- [Documenttekst]:
★ ★ ★ ★
Schaatsenfabrikant A.K.Hoekstra

Ook hardrijder op de schaats

Auteur Ron Couwenhoven

Abraham Keimpes Hoekstra

Als hardrijder werd Abraham Keimpes Hoekstra geregistreerd op de volgende 19de eeuwse deelnemerslijsten van kortebaanrijderijen:
25- 1-1855 Leeuwarden - mannen
7- 1-1864 Roordahuizum - mannen
4- 1-1865 Akkrum - mannen
9- 2-1865 Roordahuizum - mannen
 

Eén van de beroemdste Friese schaatsenmakers was ook hardrijder in zijn jonge jaren: Abraham Keimpes Hoekstra, de eigenaar van A.K. Hoekstra & Co uit Warga. Abraham meldde zich voor de wedstrijd van 7 januari 1864 in Roordahuizum. Hij was toen al 28 jaar en had al vier jaar de leiding over het timmerbedrijf van zijn vader die ook al schaatsenmaker was. Maar Abraham stond negen jaar eerder op donderdag 25 januari 1855 al aan de start van de stadsrijderij in Leeuwarden, waarin hij in de eerste omloop tegen Folkert van der Wal uit Rijperkerk moest uitkomen. Hoekstra was toen negentien jaar oud. Waarom hij in de tussen liggende jaren nooit aan de grote wedstrijd deelnam is niet duidelijk.

Advertentie van A.K.Hoekstra van 11 december 1899


Zijn broer Klaas was ook hardrijder. Hij reed op 19 december 1853 al mee in Dokkum. Zowel Klaas als Abraham kwamen nooit in de uitslagen voor, maar gezien het tijdsverloop tussen 1855 en 1864 lijkt het wel duidelijk dat zeker Abraham in meerdere dorpsrijderijen van start ging. Hij werd voor het laatst aangetroffen op de startlijst van Roordahuizum uit 1865.
★ ★ ★ ★
- [Gegevensgedeelte]:
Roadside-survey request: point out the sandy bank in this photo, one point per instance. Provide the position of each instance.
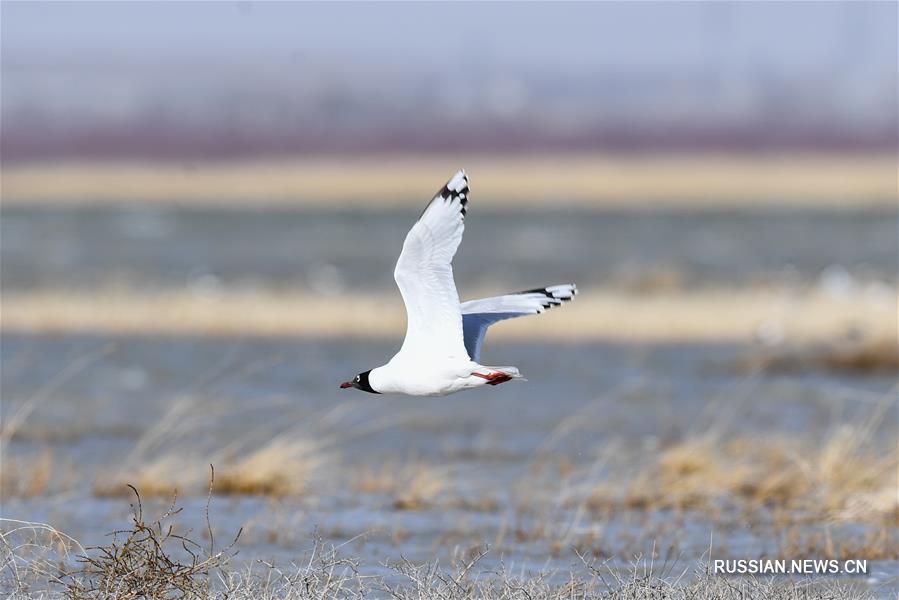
(540, 182)
(707, 315)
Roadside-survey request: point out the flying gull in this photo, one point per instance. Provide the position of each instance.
(442, 349)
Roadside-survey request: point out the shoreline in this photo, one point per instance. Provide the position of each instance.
(537, 182)
(715, 315)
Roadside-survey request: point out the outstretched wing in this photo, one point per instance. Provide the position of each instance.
(424, 274)
(478, 315)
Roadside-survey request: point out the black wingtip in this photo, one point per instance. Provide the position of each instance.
(555, 295)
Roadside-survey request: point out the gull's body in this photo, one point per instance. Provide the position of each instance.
(443, 341)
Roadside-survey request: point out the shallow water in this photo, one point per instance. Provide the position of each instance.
(498, 449)
(333, 251)
(506, 457)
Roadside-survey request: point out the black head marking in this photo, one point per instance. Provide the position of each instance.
(363, 384)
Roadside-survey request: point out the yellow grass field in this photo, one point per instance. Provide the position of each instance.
(551, 182)
(726, 315)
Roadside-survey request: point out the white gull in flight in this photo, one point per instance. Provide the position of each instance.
(443, 337)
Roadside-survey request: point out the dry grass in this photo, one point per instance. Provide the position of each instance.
(719, 315)
(152, 560)
(148, 560)
(843, 476)
(26, 477)
(280, 468)
(571, 180)
(413, 485)
(801, 542)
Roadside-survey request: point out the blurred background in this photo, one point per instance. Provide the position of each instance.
(202, 204)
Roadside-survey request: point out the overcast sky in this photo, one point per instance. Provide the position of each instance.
(535, 36)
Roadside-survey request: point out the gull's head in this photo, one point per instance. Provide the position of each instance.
(360, 382)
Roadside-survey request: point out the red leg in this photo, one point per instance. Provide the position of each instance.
(494, 378)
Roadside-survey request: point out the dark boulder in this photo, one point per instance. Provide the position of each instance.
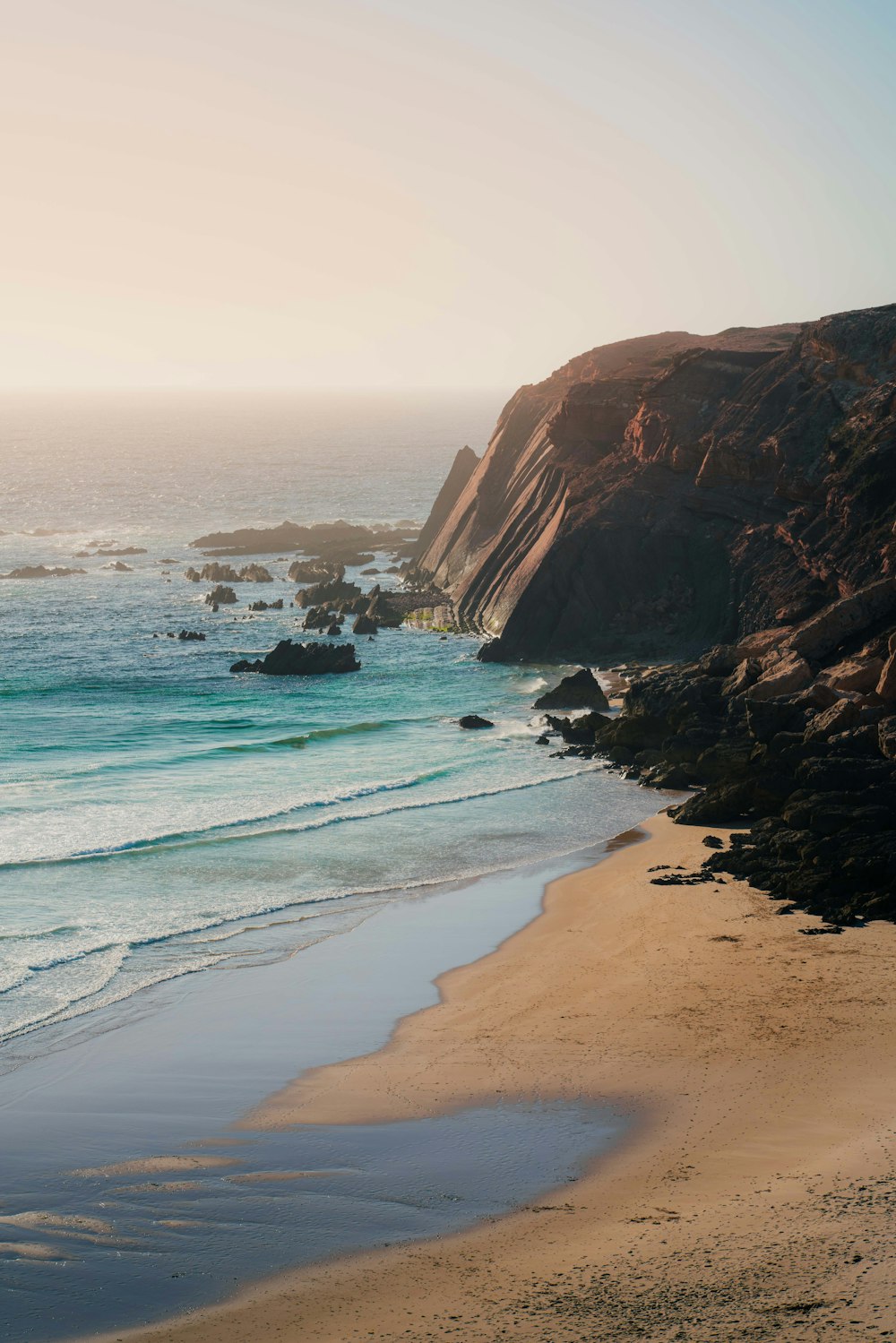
★ ★ ★ ★
- [Opdrachtdoel]:
Citeer uit de tekst over schaatsenmaker A.K. Hoekstra het stuk van "Zijn broer Klaas" tot en met "Roordahuizum uit 1865.".

- [Resultaat]:
Zijn broer Klaas was ook hardrijder. Hij reed op 19 december 1853 al mee in Dokkum. Zowel Klaas als Abraham kwamen nooit in de uitslagen voor, maar gezien het tijdsverloop tussen 1855 en 1864 lijkt het wel duidelijk dat zeker Abraham in meerdere dorpsrijderijen van start ging. Hij werd voor het laatst aangetroffen op de startlijst van Roordahuizum uit 1865.